WHAT NEEDS TO BE DONE | Could you reproduce every record below exactly as written?
[MATERIAL TO PROCESS — start]
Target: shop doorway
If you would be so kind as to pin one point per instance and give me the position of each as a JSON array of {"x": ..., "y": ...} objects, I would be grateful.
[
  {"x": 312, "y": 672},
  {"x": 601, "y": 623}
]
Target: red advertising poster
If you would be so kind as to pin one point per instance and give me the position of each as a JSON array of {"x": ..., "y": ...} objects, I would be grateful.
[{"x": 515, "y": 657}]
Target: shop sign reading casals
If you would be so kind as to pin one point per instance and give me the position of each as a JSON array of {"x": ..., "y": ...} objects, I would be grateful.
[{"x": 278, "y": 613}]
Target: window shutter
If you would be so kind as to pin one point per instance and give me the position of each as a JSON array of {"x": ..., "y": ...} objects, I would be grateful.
[MATERIAL TO PROCESS — finish]
SOLUTION TO THE EXERCISE |
Target: shop doorway
If you would be so kind as to pin one point per instance and give me the position of each as a JSON array of {"x": ..., "y": ...} objects, I would be grateful.
[
  {"x": 312, "y": 672},
  {"x": 601, "y": 623}
]
Target: red advertising poster
If you would be so kind as to pin one point per instance and give me the position of each as a JSON array of {"x": ..., "y": ...} objects, I would be grateful.
[{"x": 515, "y": 657}]
Target: shop sign reading casals
If you would be so kind as to pin one point per instance and give me the position of each as a JSON array of {"x": ..., "y": ...} objects, I would be grateful.
[{"x": 278, "y": 613}]
Target: window shutter
If you would be so kind as to pin one point per instance and give me the position of each as a JSON array of {"x": ..., "y": ...} objects, I would be grateful.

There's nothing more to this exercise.